Directions for this task =
Write out each record a second time, exactly.

[Dataset entries]

|---|

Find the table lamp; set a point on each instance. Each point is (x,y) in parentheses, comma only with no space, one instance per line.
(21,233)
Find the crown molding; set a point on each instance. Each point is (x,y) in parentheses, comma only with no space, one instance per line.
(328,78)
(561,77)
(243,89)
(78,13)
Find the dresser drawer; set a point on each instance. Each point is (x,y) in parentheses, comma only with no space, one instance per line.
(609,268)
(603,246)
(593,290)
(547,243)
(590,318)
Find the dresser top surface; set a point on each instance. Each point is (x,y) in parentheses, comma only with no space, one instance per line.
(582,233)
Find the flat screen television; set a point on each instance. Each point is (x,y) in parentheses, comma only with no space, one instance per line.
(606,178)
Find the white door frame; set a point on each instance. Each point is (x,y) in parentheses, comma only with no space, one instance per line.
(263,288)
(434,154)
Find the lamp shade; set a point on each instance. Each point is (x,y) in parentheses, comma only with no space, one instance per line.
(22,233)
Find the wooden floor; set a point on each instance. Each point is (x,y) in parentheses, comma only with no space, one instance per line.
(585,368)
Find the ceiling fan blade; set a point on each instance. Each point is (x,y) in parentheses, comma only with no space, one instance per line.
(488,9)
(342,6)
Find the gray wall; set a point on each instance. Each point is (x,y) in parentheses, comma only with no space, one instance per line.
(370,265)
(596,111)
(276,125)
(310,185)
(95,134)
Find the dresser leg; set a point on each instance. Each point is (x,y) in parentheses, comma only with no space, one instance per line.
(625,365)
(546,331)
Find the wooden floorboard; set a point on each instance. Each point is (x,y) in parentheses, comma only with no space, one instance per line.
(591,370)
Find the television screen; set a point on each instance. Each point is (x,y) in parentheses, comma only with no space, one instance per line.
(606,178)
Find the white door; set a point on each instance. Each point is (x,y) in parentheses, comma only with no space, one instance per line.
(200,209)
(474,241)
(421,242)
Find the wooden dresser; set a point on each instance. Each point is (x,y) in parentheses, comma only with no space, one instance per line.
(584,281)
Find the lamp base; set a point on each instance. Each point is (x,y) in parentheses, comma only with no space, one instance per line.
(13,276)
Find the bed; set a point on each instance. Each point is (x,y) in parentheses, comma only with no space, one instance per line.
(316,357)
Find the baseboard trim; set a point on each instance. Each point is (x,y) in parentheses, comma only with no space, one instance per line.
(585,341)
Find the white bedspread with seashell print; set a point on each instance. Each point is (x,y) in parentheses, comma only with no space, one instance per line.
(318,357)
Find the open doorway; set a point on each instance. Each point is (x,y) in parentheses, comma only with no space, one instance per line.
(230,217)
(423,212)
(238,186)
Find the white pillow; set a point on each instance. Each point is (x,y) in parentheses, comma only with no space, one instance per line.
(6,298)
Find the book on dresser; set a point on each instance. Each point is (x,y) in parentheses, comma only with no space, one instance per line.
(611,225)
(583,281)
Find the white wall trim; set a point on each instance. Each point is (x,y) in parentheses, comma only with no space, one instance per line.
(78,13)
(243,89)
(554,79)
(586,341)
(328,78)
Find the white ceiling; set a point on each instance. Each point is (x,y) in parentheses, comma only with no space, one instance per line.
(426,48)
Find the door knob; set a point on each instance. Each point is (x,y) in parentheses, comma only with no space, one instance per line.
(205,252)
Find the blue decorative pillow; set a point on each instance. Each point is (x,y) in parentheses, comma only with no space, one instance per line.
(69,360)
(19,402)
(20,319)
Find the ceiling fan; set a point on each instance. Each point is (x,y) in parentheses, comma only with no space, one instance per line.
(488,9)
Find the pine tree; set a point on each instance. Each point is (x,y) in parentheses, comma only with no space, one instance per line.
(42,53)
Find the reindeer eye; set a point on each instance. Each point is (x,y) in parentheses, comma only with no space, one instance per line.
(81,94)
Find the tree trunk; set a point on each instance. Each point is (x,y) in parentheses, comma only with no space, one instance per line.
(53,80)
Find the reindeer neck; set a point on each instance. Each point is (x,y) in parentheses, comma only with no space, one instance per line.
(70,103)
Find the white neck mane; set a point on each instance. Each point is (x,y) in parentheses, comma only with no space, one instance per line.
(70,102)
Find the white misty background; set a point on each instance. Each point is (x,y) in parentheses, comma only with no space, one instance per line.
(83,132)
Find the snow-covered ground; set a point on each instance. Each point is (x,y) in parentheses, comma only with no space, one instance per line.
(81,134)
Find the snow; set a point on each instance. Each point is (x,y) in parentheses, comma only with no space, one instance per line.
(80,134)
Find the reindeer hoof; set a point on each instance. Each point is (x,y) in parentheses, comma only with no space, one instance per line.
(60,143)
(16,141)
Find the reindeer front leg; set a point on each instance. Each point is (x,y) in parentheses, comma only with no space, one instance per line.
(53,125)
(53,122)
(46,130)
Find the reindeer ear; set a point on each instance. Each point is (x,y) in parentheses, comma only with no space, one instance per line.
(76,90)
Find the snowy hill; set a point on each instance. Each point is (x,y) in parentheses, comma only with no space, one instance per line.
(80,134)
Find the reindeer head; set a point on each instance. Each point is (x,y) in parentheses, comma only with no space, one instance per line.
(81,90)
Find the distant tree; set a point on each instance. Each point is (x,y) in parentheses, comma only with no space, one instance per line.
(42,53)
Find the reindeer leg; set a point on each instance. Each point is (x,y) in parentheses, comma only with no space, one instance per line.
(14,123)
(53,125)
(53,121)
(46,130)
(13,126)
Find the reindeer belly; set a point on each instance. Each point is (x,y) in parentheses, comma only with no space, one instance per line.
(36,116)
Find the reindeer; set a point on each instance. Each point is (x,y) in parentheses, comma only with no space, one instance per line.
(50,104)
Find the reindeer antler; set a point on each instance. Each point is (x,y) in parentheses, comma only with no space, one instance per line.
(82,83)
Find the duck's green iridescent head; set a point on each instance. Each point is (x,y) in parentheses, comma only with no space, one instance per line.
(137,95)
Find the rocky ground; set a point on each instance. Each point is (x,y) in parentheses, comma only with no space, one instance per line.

|---|

Exercise response =
Find the table lamp; set a point on each instance. Each point is (x,y) in parentheses, comma only with no space, one instance per line.
(21,233)
Find the crown molding; set a point on each instance. Each point is (x,y) in parentheses, comma only with no space, one instance per line.
(328,78)
(561,77)
(243,89)
(78,13)
Find the dresser drawer; set a point on each instance. Each point is (x,y) in parentheses, comma only with no space, one instance per line.
(609,268)
(603,246)
(593,290)
(547,243)
(590,318)
Find the dresser top surface; set a point on each instance. Each point is (x,y) in parentheses, comma only with no space, one instance per line.
(582,233)
Find the flat screen television; set a point on each instance. Each point is (x,y) in parentheses, comma only with no space, one instance per line.
(606,178)
Find the white door frame; set a point on each instance. Each point is (x,y) in parentheses, comma only with no space, one instance per line.
(263,288)
(434,154)
Find the lamp shade; set a point on each instance. Each point is (x,y) in parentheses, comma only with no space, one instance per line.
(22,233)
Find the wooden floor; set a point on each instance. Each point is (x,y) in parentheses, comma only with no space, one instance per line.
(585,368)
Find the ceiling fan blade; set a point on each instance. Each point is (x,y) in parentheses, comma only with no space, one instance per line.
(488,9)
(342,6)
Find the gray wall; set a point on each instance. Each point is (x,y) in parentheses, comma only with no space, one instance per line.
(370,265)
(596,111)
(276,125)
(310,185)
(95,134)
Find the dresser leg; set a point on each instance. Each point is (x,y) in parentheses, comma only with no space, one instance per line.
(625,365)
(546,331)
Find the wooden floorboard; set a point on each instance. Each point is (x,y) in parentheses, comma only with no space, one instance per line.
(591,370)
Find the television screen; set a point on each instance. Each point is (x,y) in parentheses, comma only with no space, one instance per line.
(606,178)
Find the white door; set a point on each instance. Each point is (x,y) in parentheses, comma only with no space, one instance per line.
(200,209)
(474,241)
(421,242)
Find the wooden dresser; set a point on each instance. Each point is (x,y) in parentheses, comma only with no space, one instance per line.
(584,281)
Find the lamp base; set a point on each instance. Each point is (x,y) in parentheses, comma only with no space, one instance per line.
(13,276)
Find the bed; set a point on each instance. Each point is (x,y) in parentheses, comma only with no space, one instance per line.
(316,357)
Find the baseboard trim; set a point on each instance. Each point is (x,y) in parentheses, comma only with no space, one instance per line.
(585,341)
Find the white bedspread with seashell print; set a point on each instance. Each point is (x,y) in parentheses, comma only with no space, one instance per line.
(318,357)
Find the open doorway; set a point on each instance. Each point is (x,y) in parentheses, comma only with no space, one instance per line.
(230,217)
(423,212)
(238,186)
Find the white pillow; set a point on each instance. Each point is (x,y) in parentheses, comma only with no space, one instance per line.
(6,298)
Find the book on dresser; set a point on each instance. Each point is (x,y) in parentheses, comma only with no space, one instance per line.
(611,225)
(583,281)
Find the white wall trim; set a point on each instance. Each point is (x,y) in parentheses, comma only with no space, one instance per line.
(78,13)
(243,89)
(554,79)
(586,341)
(328,78)
Find the white ceiling; set a point on each instance. Each point is (x,y) in parentheses, comma only with no space, one instance per line.
(426,48)
Find the door knob; set a point on each instance. Each point is (x,y) in parentheses, comma only with no space, one instance per line.
(205,252)
Find the blue decorative pillow; set a point on each instance. Each point is (x,y) in parentheses, comma only with no space, one instance per line.
(69,360)
(19,402)
(20,319)
Find the ceiling fan; set a point on each instance. Each point is (x,y) in parentheses, comma only with no space, one instance per line.
(488,9)
Find the pine tree; set a point on each instance. Each point is (x,y) in parentheses, comma only with no space, one instance per line.
(42,53)
Find the reindeer eye; set a point on each instance. Each point is (x,y) in parentheses, comma only with no space, one instance per line.
(81,94)
Find the tree trunk; set a point on each instance. Each point is (x,y) in parentheses, comma only with no space, one instance per line.
(53,80)
Find the reindeer neck; set a point on each instance. Each point is (x,y) in parentheses, comma only with no space, one instance per line.
(70,103)
Find the white neck mane; set a point on each instance. Each point is (x,y) in parentheses, comma only with no space, one instance per line.
(70,102)
Find the white misty background; set a point on each instance. Each point is (x,y) in parentheses, comma only with no space, one instance per line.
(83,132)
Find the snow-covered ground; set a point on each instance. Each point is (x,y) in parentheses, comma only with no space, one instance per line.
(81,134)
Find the snow; set a point on each instance. Each point is (x,y) in parentheses, comma only with no space, one instance per line.
(80,134)
Find the reindeer hoof; set a point on each instance. Each point is (x,y) in parentheses, comma only with no space, one instance per line.
(60,143)
(16,141)
Find the reindeer front leg; set a point on each instance. Each point is (x,y) in parentheses, comma only with no space, one instance per line.
(53,125)
(53,122)
(46,130)
Find the reindeer ear; set a point on each instance. Each point is (x,y) in parentheses, comma only with no space, one instance per line.
(76,90)
Find the snowy hill; set a point on each instance. Each point is (x,y) in parentheses, comma only with no space, one instance per line.
(80,134)
Find the reindeer head; set a point on each instance. Each point is (x,y) in parentheses, comma only with no space, one instance per line.
(81,90)
Find the distant tree; set a point on each instance. Each point is (x,y) in parentheses, comma only with no space, one instance per line.
(42,53)
Find the reindeer leg; set a point on each instance. Each point is (x,y) in parentheses, comma only with no space, one instance per line.
(14,123)
(53,125)
(53,121)
(46,130)
(13,126)
Find the reindeer belly; set a point on each instance. Each point is (x,y) in parentheses, comma only with no space, one instance per line.
(36,116)
Find the reindeer; set a point on each instance. Each point is (x,y) in parentheses, comma only with no space, one instance per line.
(50,104)
Find the reindeer antler; set a point on each instance. Each point is (x,y) in parentheses, comma only with no space, one instance per line.
(82,83)
Find the duck's green iridescent head; set a point on each instance. Each point is (x,y) in parentheses, comma only with no space, one instance per line.
(137,95)
Find the rocky ground; set a point on each instance. Each point is (x,y) in parentheses, comma only with no space, one instance per line.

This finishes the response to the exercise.